WHAT IS NEEDED: The result should be a full, exact repeat of the entries, free of pictures.

# # # # #

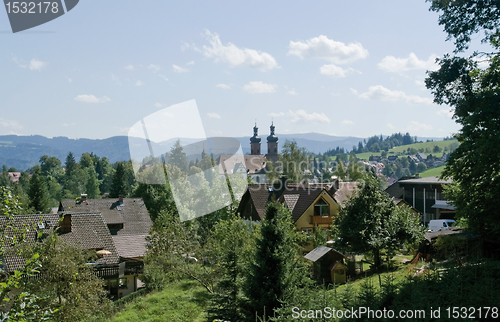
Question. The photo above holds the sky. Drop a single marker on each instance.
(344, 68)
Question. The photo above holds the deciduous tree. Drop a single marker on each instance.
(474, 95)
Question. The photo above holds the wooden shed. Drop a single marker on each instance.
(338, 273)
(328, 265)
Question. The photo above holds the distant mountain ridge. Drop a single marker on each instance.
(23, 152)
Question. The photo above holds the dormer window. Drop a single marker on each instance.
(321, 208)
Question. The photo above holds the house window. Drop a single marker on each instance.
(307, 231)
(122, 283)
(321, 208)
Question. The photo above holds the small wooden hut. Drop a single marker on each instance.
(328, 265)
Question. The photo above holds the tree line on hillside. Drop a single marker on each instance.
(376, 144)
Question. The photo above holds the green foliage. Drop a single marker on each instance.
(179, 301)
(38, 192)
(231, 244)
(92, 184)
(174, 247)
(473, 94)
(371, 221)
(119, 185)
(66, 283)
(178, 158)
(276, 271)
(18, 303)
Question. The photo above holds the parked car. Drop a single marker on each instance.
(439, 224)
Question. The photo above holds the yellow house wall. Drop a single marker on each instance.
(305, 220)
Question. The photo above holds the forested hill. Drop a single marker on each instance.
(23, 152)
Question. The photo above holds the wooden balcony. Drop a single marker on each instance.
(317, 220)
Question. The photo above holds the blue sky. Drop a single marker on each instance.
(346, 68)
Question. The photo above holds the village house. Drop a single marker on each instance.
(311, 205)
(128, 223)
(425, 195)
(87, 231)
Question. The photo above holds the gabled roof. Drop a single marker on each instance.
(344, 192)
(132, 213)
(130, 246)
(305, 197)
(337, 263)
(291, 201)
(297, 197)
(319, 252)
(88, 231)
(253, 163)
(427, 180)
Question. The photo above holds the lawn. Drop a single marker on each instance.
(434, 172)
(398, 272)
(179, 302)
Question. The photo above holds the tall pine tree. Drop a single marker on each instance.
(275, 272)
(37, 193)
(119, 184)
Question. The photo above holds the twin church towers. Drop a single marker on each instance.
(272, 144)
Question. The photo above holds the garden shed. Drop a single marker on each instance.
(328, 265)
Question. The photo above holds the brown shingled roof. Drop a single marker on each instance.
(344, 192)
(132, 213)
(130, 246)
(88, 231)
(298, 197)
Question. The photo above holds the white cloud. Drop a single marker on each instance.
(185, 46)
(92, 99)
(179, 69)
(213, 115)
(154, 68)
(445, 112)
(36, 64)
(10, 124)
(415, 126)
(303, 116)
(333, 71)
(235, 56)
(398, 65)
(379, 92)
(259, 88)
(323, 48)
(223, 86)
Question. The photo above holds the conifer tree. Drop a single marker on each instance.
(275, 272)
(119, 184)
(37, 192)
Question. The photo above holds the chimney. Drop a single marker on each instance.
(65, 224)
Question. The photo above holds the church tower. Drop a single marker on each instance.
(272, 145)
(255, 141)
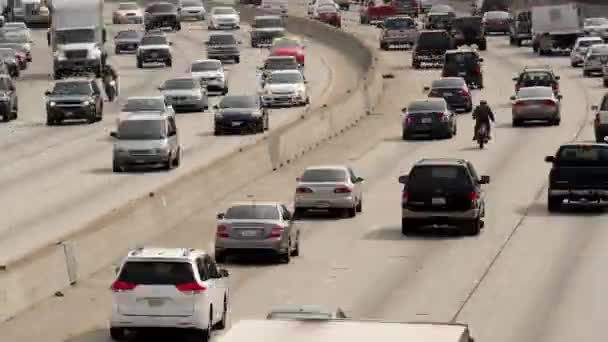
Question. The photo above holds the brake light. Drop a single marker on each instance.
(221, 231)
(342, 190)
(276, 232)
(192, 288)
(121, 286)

# # # # #

EXERCISE ANSWER:
Question. The photo above holds the sky. Drop a single marker on each instance.
(344, 68)
Question. The photo above holds the deciduous tree. Drop a single marker on each instance.
(474, 95)
Question. The photo above holds the wooden shed. Drop a single marker on each instance.
(338, 273)
(328, 265)
Question. The photo above holds the distant mountain ridge. Drop a single marker on each instance.
(23, 152)
Question. The photo above holds the dormer window. Drop a single marker on each instance.
(321, 208)
Question. The photo above holds the house window. Drop a single marker on each instance.
(307, 231)
(122, 283)
(321, 208)
Question. The photo above holds the small wooden hut. Drop a single marker on each instance.
(328, 265)
Question. The photo above holds the tree line on hillside. Drop a single marker on each instance.
(376, 144)
Question. The photo above holds the green foliage. Drop a single marker on each instance.
(179, 301)
(38, 192)
(231, 244)
(92, 184)
(174, 247)
(473, 94)
(371, 221)
(119, 185)
(66, 283)
(178, 158)
(276, 271)
(18, 303)
Question. The photo above holds the parked car. Drop a single marker on each instance.
(439, 224)
Question. The photo above holds the yellow house wall. Drop a single marker on each instance.
(305, 220)
Question. The photo above holds the forested hill. Drop a single marker on each instance.
(23, 152)
Question. The photo above holds the wooden balcony. Drop a single marker on each instance.
(317, 220)
Question. The photo above holds the blue sky. Drop a single marker on each instance.
(346, 68)
Question. The photo above holds the village house. Drop a single marker on each instance.
(311, 205)
(128, 223)
(425, 195)
(87, 231)
Question. The photo above holds the gabled roof. Drop a single marker on each instance.
(344, 192)
(132, 213)
(130, 246)
(305, 197)
(337, 263)
(291, 201)
(297, 197)
(319, 252)
(88, 231)
(253, 163)
(427, 180)
Question. The photo above holds the lawn. Drop a single marker on each instance.
(434, 172)
(398, 272)
(179, 302)
Question. The photo above holds the tall pine tree. Drop a single marker on each instance.
(275, 272)
(37, 193)
(119, 184)
Question. The photo above holds the twin church towers. Drop a single marker on each instance.
(272, 144)
Question. The photo above holds the garden shed. Drop a single marker on each instance.
(328, 265)
Question. The photo above holds the brown shingled roof. Drop a single marker on each instance.
(344, 192)
(132, 213)
(130, 246)
(88, 231)
(298, 197)
Question. The photo above holds the white cloud. Drop a single marker on each instance.
(185, 46)
(92, 99)
(179, 69)
(213, 115)
(154, 68)
(445, 112)
(36, 64)
(10, 124)
(415, 126)
(303, 116)
(333, 71)
(235, 56)
(398, 65)
(379, 92)
(259, 88)
(323, 48)
(223, 86)
Question. The photo above holds the conifer tree. Drop a single marker on each instance.
(275, 272)
(119, 184)
(37, 192)
Question. The photo above holds the chimney. Drop a single marker on each instance.
(65, 224)
Question. The photo above holds the church tower. Drop a single marker on each instance.
(272, 145)
(255, 141)
Question. The photo above holds the brake light. Drop a single marker on each instance.
(221, 231)
(342, 190)
(276, 232)
(192, 288)
(121, 286)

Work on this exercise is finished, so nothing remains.